| Petunjuk Kerja |
1) Ganti "Balkh" dengan "Kandahar" dalam kutipan tentang pangkalan militer Afghanistan. Tuliskan kembali bagian yang dimulai dari "Kemudian disebutkan juga" dan berlanjut sampai "di Afghanistan utara.".
2) Menurut kutipan tentang pangkalan militer Afghanistan, siapa yang memimpin pertemuan di Kabul?

++++ Kutipan Bacaan ++++

KABUL (Arrahmah.id) — Taliban pada hari Ahad (19/2/2023) mengatakan mereka sedang mengusahakan untuk mengubah bekas pangkalan militer asing di Afghanistan menjadi pusat-pusat bisnis dan perdagangan khusus untuk mendorong “pertumbuhan dan pembangunan ekonomi” di negara yang dilanda perang itu.
Mullah Abdul Ghani Baradar, wakil perdana menteri Taliban untuk urusan ekonomi, memimpin pertemuan di ibu kota, Kabul, dan mengarahkan pejabat terkait untuk melanjutkan rencana tersebut, kata kantornya.
“Setelah diskusi secara menyeluruh, diputuskan bahwa Kementerian Perindustrian dan Perdagangan harus secara bertahap menguasai pangkalan militer yang tersisa dari pasukan asing dengan maksud mengubahnya menjadi zona ekonomi khusus,” demikian isi pernyataan tersebut, dikutip dari VOA (20/2).
Kemudian disebutkan juga tanpa rincian lebih lanjut bahwa “operasi percontohan” akan mulai mengubah pangkalan di Kabul dan provinsi Balkh di Afghanistan utara.
“Ya, Bagram termasuk di antara pangkalan militer yang diubah menjadi zona ekonomi khusus di dalam rencana yang diumumkan hari ini,” kata kepala juru bicara Taliban, Zabihullah Mujahid, kepada VOA, ketika ditanya mengenai status bekas fasilitas militer luas yang dulu dikelola oleh Amerika Serikat itu.

++++ Kumpulan Data ++++

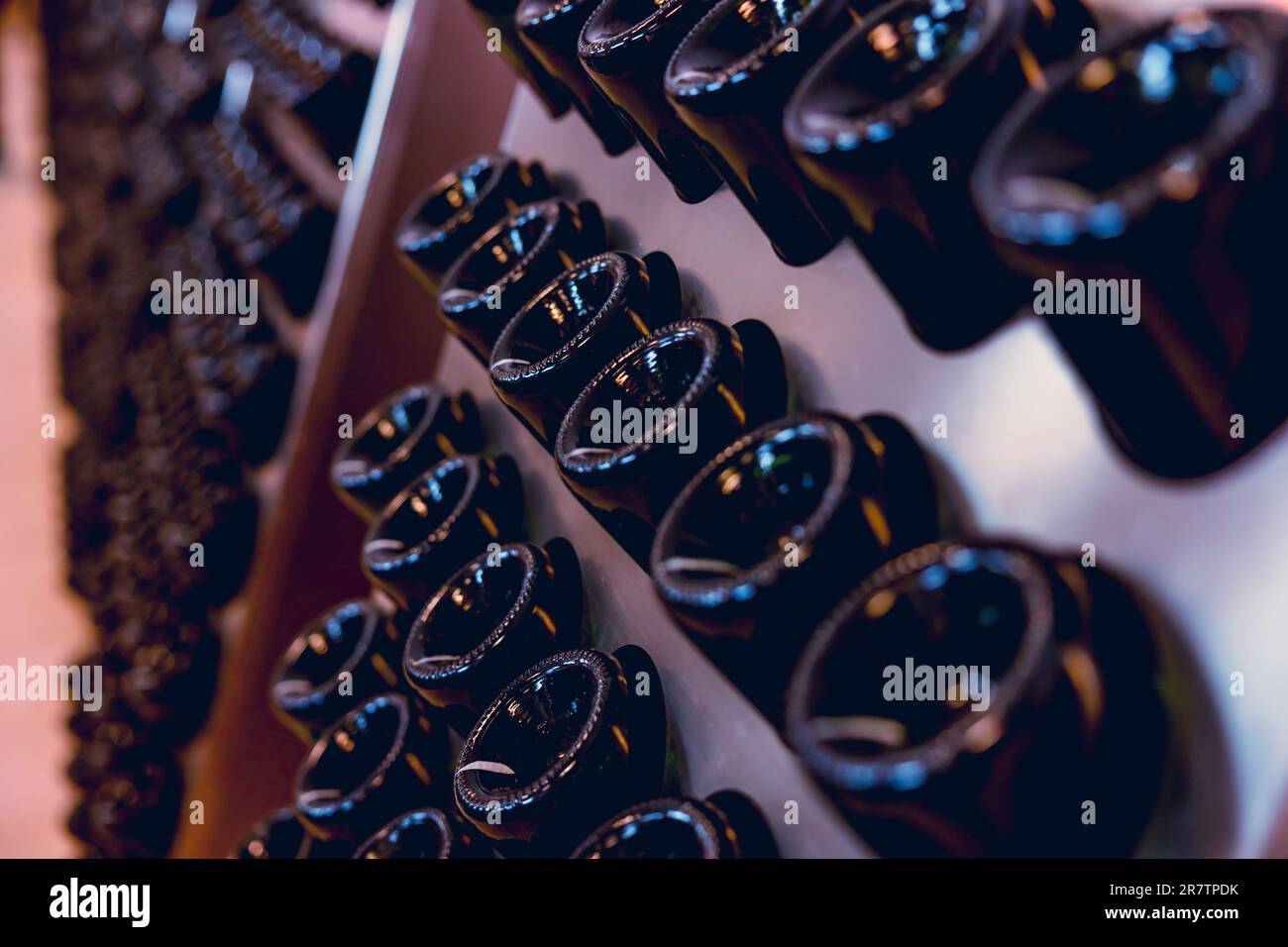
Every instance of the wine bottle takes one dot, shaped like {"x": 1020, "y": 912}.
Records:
{"x": 1142, "y": 243}
{"x": 625, "y": 48}
{"x": 550, "y": 29}
{"x": 570, "y": 741}
{"x": 729, "y": 81}
{"x": 725, "y": 826}
{"x": 400, "y": 437}
{"x": 426, "y": 832}
{"x": 380, "y": 759}
{"x": 984, "y": 698}
{"x": 557, "y": 343}
{"x": 778, "y": 527}
{"x": 500, "y": 613}
{"x": 438, "y": 522}
{"x": 343, "y": 657}
{"x": 656, "y": 412}
{"x": 511, "y": 263}
{"x": 460, "y": 208}
{"x": 892, "y": 121}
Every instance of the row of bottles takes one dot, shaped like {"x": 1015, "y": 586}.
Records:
{"x": 756, "y": 538}
{"x": 990, "y": 151}
{"x": 804, "y": 560}
{"x": 473, "y": 630}
{"x": 163, "y": 175}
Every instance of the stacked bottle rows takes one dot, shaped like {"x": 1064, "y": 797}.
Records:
{"x": 804, "y": 554}
{"x": 475, "y": 630}
{"x": 179, "y": 231}
{"x": 988, "y": 158}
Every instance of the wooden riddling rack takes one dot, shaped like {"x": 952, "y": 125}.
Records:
{"x": 1024, "y": 449}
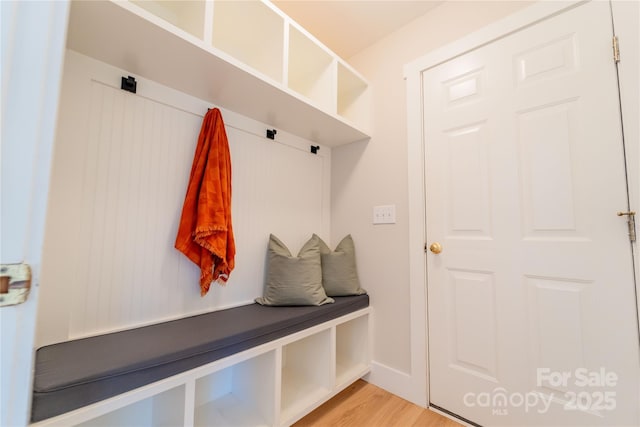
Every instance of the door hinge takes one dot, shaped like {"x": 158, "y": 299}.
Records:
{"x": 15, "y": 283}
{"x": 631, "y": 223}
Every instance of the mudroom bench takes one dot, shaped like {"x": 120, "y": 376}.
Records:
{"x": 245, "y": 366}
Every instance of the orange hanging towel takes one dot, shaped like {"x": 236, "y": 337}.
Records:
{"x": 205, "y": 234}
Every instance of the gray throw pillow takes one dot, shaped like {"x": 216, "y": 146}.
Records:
{"x": 339, "y": 273}
{"x": 294, "y": 280}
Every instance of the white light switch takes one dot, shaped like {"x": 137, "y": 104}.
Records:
{"x": 384, "y": 214}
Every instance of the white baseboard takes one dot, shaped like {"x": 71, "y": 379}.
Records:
{"x": 399, "y": 383}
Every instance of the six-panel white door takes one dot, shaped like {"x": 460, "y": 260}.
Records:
{"x": 531, "y": 307}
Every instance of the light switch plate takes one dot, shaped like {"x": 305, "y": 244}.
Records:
{"x": 385, "y": 214}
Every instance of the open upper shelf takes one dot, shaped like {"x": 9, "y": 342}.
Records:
{"x": 247, "y": 57}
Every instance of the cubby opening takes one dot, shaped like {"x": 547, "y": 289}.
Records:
{"x": 188, "y": 15}
{"x": 352, "y": 350}
{"x": 162, "y": 410}
{"x": 307, "y": 377}
{"x": 240, "y": 395}
{"x": 311, "y": 71}
{"x": 252, "y": 33}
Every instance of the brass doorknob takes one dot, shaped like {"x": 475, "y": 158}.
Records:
{"x": 436, "y": 248}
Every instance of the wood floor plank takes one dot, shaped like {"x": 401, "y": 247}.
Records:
{"x": 365, "y": 405}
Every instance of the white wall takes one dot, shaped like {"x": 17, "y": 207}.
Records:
{"x": 368, "y": 174}
{"x": 120, "y": 170}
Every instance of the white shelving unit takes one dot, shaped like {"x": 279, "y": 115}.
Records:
{"x": 240, "y": 395}
{"x": 245, "y": 56}
{"x": 162, "y": 409}
{"x": 274, "y": 384}
{"x": 251, "y": 32}
{"x": 307, "y": 374}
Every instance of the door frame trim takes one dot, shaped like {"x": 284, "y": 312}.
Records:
{"x": 415, "y": 161}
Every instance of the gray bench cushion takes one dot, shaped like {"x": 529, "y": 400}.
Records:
{"x": 76, "y": 373}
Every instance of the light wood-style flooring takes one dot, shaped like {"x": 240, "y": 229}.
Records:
{"x": 365, "y": 405}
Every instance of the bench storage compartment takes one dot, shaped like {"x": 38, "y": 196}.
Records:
{"x": 239, "y": 357}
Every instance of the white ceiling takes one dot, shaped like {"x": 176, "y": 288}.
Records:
{"x": 349, "y": 26}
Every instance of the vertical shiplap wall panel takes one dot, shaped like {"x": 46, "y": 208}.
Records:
{"x": 120, "y": 174}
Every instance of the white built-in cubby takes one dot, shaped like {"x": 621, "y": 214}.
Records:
{"x": 163, "y": 409}
{"x": 273, "y": 384}
{"x": 242, "y": 394}
{"x": 307, "y": 374}
{"x": 246, "y": 56}
{"x": 251, "y": 32}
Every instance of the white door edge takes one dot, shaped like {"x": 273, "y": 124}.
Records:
{"x": 415, "y": 150}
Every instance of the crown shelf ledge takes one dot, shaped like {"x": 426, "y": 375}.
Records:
{"x": 178, "y": 44}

++++

| Jawaban |
1)
Kemudian disebutkan juga tanpa rincian lebih lanjut bahwa “operasi percontohan” akan mulai mengubah pangkalan di Kabul dan provinsi Kandahar di Afghanistan utara.

2) Mullah Abdul Ghani Baradar, wakil perdana menteri Taliban untuk urusan ekonomi.